Source records:
[start]
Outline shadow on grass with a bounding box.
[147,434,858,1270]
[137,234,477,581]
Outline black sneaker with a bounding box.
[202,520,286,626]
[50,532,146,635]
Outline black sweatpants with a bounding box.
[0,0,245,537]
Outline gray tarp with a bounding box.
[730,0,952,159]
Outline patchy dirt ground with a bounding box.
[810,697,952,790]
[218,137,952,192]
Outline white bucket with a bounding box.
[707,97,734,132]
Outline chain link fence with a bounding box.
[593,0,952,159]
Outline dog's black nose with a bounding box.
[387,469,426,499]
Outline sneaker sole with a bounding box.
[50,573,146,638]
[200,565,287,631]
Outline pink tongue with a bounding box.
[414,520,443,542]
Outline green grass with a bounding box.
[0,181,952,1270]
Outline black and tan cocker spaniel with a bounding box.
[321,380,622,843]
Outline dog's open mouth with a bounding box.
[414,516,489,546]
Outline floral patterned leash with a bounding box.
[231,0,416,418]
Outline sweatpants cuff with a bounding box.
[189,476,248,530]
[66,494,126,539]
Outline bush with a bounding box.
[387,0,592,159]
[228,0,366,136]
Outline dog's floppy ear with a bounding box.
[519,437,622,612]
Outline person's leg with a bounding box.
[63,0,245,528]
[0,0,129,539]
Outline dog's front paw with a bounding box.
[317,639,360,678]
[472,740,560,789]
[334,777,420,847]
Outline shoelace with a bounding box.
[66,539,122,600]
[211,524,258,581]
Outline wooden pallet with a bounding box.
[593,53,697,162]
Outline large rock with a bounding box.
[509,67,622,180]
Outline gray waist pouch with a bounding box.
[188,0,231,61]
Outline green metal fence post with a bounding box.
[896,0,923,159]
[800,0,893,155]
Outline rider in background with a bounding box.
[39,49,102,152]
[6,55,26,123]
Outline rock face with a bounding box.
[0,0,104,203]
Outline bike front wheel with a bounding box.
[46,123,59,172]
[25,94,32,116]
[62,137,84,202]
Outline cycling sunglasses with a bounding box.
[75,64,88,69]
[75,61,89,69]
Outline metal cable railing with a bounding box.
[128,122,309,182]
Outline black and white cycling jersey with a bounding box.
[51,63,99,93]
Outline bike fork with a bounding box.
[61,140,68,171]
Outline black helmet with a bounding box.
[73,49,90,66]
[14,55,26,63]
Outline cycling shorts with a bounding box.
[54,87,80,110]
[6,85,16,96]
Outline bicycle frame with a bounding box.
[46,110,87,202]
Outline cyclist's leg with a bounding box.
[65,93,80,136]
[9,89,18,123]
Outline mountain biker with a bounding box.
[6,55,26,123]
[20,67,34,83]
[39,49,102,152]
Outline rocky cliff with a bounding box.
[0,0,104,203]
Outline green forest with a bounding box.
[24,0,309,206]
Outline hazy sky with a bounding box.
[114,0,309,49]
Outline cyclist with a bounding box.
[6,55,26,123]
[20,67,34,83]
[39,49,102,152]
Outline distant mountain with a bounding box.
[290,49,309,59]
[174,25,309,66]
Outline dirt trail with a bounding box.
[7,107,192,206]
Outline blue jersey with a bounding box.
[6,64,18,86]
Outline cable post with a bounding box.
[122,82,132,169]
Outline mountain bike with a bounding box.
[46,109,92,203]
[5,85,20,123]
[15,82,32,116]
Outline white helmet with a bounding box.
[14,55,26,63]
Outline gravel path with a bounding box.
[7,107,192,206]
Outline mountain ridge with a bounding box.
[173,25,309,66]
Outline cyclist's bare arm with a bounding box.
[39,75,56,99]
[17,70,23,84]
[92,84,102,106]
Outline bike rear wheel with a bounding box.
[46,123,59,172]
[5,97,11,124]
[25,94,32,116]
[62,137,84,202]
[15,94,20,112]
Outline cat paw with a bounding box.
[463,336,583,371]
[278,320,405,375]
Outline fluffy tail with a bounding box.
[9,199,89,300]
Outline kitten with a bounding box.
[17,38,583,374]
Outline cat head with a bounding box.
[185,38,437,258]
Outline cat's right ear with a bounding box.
[end]
→ Task
Write out the items above again, substituting "rectangle" for each occurrence of "bounding box" and keeping every other line unchanged.

→ Response
Outline shadow on grass with a rectangle.
[147,434,858,1270]
[137,234,477,581]
Outline black sneaker with a rectangle.
[202,520,286,626]
[50,532,146,635]
Outline black sweatpants with a rectangle.
[0,0,245,537]
Outline gray tarp with a rectangle.
[730,0,952,159]
Outline patchy dirt ground with a rectangle.
[810,697,952,790]
[218,137,952,192]
Outline white bucket with a rectangle.
[707,97,734,132]
Outline chain link fence with a rectangle.
[593,0,952,159]
Outline dog's black nose with a rectangle.
[387,469,426,499]
Outline sneaker sole with a rectangle.
[50,573,146,638]
[200,565,287,631]
Outline pink tongue with a rectangle.
[414,520,443,542]
Outline green grass with a rectangle.
[0,181,952,1270]
Outline black and tan cocker spaniel with a rectangle.
[321,380,622,843]
Outline dog's open mouth with a rectangle.
[414,516,489,546]
Outline floral patterned leash with a rectangle.
[231,0,416,418]
Outline sweatpants cuff with a rectangle.
[189,476,248,530]
[66,494,126,539]
Outline bush with a rectangle.
[387,0,592,159]
[228,0,366,136]
Outline dog's floppy ear with a rectangle.
[519,437,622,612]
Outline person's leg with a rectangle.
[63,0,245,528]
[0,0,129,539]
Outline dog's front paw with a rectangle.
[317,639,360,678]
[472,740,560,789]
[334,777,420,847]
Outline shoelace with a rectangle.
[66,539,122,600]
[211,524,258,581]
Outline wooden pallet with a rectangle.
[593,53,697,162]
Outline large rock with a rectangle.
[509,67,622,180]
Outline gray waist pouch with a rectangle.
[188,0,231,61]
Outline green metal fence post with a rectangle.
[896,0,923,159]
[800,0,893,155]
Outline rider in background with a rectangle.
[39,49,102,152]
[6,55,26,123]
Outline rock face with a rectangle.
[0,0,104,203]
Outline bike front wheel with a rectangle.
[46,123,59,172]
[25,94,32,116]
[62,137,84,202]
Outline cycling sunglasses with a rectangle.
[75,64,88,69]
[75,61,89,69]
Outline metal cable railing with a rectangle.
[128,122,309,182]
Outline black and white cycling jersey with a rectangle.
[51,63,99,93]
Outline bike fork with a rectangle.
[61,140,68,171]
Outline black helmet with a rectangle.
[73,49,90,66]
[14,55,26,63]
Outline cycling shorts with a rectangle.
[54,87,80,110]
[6,85,16,96]
Outline bicycle frame with a rectangle.
[46,110,87,202]
Outline cyclist's leg with a rectangle.
[65,93,80,136]
[9,89,18,123]
Outline mountain biker with a rectangle.
[6,55,26,123]
[20,67,34,83]
[39,49,102,152]
Outline rocky cliff with a rectangle.
[0,0,104,203]
Outline green forest with a rectangle.
[24,0,309,206]
Outline hazy sky with a rectangle.
[114,0,309,49]
Outline cyclist with a rectangle.
[6,55,26,123]
[20,67,34,83]
[39,49,102,152]
Outline distant mountain with a rectangle.
[290,49,309,59]
[174,25,309,66]
Outline dirt trail with a rectangle.
[7,107,192,206]
Outline blue jersey with a rectangle.
[6,64,18,86]
Outline cable post with a rectangle.
[122,82,132,169]
Outline mountain bike with a rectangle.
[46,109,92,203]
[5,85,20,123]
[15,82,32,116]
Outline white helmet with a rectangle.
[14,55,26,63]
Outline gravel path with a rectangle.
[7,107,192,206]
Outline mountain ridge with a rectangle.
[173,25,309,66]
Outline cyclist's bare arm with a rectangle.
[39,75,56,99]
[17,70,23,84]
[92,84,102,106]
Outline bike rear wheel with a rectangle.
[46,123,59,172]
[5,97,11,124]
[25,94,32,116]
[62,137,84,202]
[15,94,20,112]
Outline cat paw with a rectangle.
[463,336,583,371]
[278,320,405,375]
Outline fluffy tail with a rectangle.
[9,199,89,300]
Outline kitten with a rectangle.
[17,38,583,374]
Outline cat head with a rectangle.
[185,38,437,258]
Outline cat's right ear with a rectangle.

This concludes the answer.